Exercise inputs:
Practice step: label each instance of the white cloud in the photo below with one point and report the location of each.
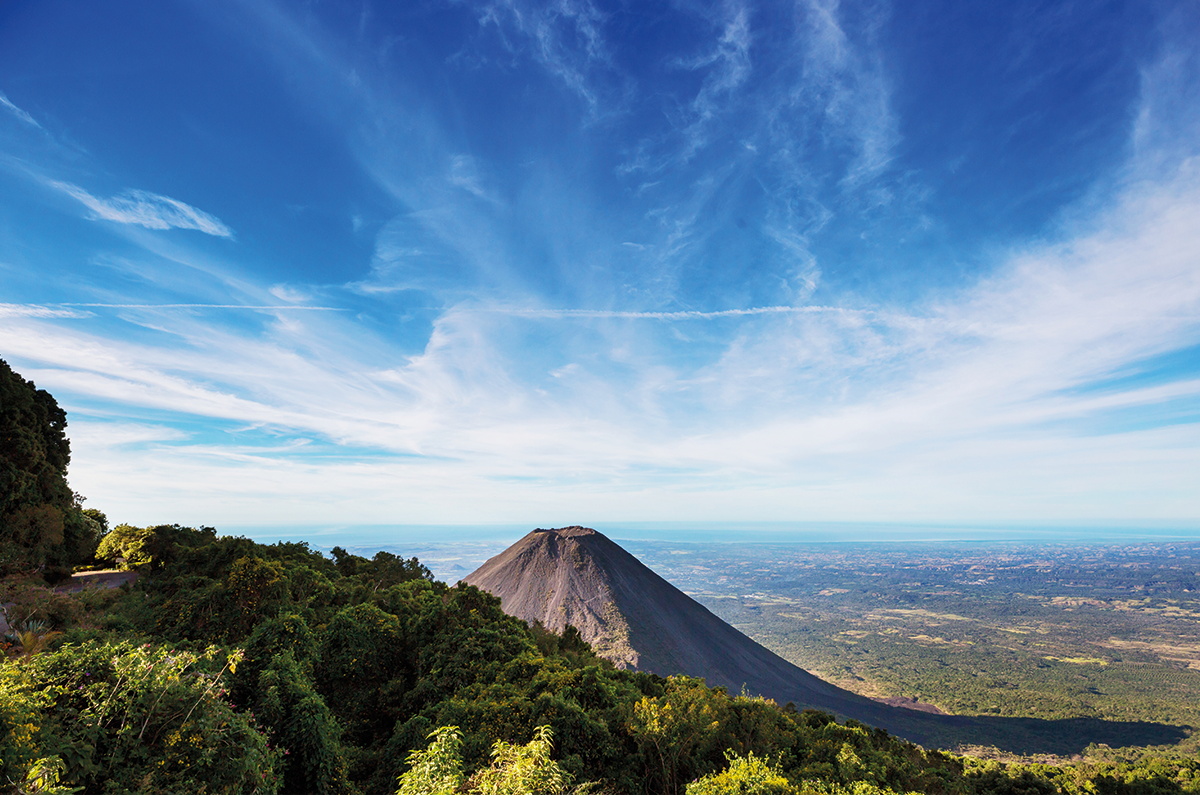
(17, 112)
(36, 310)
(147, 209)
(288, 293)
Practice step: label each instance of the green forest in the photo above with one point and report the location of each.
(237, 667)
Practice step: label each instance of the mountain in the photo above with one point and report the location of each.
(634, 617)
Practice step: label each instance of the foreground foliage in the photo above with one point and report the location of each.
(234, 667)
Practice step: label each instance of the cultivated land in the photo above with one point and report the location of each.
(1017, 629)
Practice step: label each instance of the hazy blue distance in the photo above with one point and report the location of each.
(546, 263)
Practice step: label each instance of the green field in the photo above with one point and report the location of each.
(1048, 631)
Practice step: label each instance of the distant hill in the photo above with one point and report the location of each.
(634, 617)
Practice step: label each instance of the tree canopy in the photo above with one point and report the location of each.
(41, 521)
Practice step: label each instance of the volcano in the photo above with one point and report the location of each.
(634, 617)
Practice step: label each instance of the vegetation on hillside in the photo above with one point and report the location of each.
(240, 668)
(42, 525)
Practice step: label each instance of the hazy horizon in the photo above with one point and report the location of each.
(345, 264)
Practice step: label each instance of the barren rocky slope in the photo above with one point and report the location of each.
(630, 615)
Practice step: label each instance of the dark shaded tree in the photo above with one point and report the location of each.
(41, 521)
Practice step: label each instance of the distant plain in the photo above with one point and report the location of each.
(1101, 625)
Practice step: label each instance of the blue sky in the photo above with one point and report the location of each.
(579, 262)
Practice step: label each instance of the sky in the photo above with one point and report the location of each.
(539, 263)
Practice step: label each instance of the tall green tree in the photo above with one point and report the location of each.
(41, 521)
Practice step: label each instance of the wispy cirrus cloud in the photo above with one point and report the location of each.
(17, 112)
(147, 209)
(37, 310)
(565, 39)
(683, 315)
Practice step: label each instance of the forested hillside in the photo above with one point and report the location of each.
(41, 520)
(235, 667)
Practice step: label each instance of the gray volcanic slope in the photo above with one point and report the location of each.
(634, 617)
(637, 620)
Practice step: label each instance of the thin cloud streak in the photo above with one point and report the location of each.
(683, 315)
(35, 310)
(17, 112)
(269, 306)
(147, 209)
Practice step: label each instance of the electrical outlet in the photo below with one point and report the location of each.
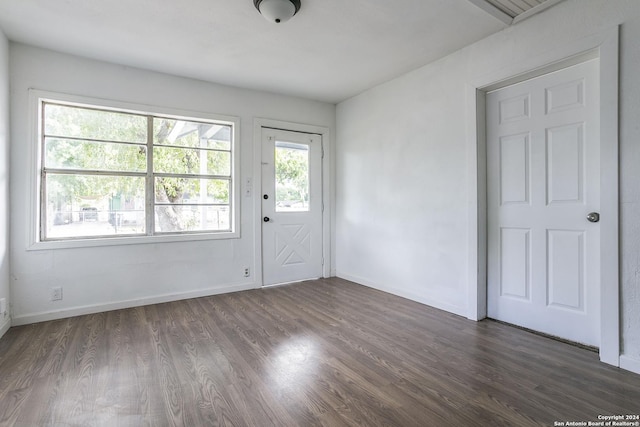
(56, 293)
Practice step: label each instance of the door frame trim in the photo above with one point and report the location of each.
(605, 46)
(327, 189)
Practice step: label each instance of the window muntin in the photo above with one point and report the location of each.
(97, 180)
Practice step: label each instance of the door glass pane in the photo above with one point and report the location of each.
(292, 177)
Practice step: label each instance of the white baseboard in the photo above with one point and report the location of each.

What is being asked: From the line containing "Practice step: label each instance of the dark" to the end of the data above, give those lines again verbatim, with both endpoints included and no images.

Full solution:
Practice step: label each instance of the dark shaded tree in the photo above with one point and report the location of each.
(41, 521)
Practice step: label each instance of the distant plain in the photo above with one point and report the location of each.
(1101, 625)
Practice step: label each instance of the blue sky in the photo above with one point and report the location of each.
(579, 262)
Practice step: label each instance of the sky in the photo above with one point and report the location of each.
(539, 263)
Practice step: label each instance of the tall green tree in the photo above with one point and report the location of each.
(41, 521)
Practice step: label each instance of the wispy cirrus cloud in the photo above with one point and report the location of each.
(17, 112)
(147, 209)
(37, 310)
(565, 39)
(683, 315)
Practice step: label each instance of the forested hillside in the photo above with one point and report the location of each.
(41, 520)
(235, 667)
Practice step: label each instance of the gray volcanic slope in the photo above with one point and report the location of each.
(634, 617)
(637, 620)
Practice step: label each instance of the thin cloud streak in the photo above with one point and report the location of each.
(683, 315)
(35, 310)
(17, 112)
(269, 306)
(147, 209)
Practice step: label each instance of the electrical outlet in the photo below with one point and report the location of each.
(56, 293)
Practice step: label each instance of the door frame trim in the photo above with one point and report the location of each.
(605, 46)
(327, 189)
Practice step: label each instance of the window muntin in the photo above with one point and report the location of each.
(97, 180)
Practice step: label each instance of the door glass pane in the photo above with one point and report the location of each.
(292, 177)
Practice step: label each instance of the white baseboard in the photo above with one point and report the location of each.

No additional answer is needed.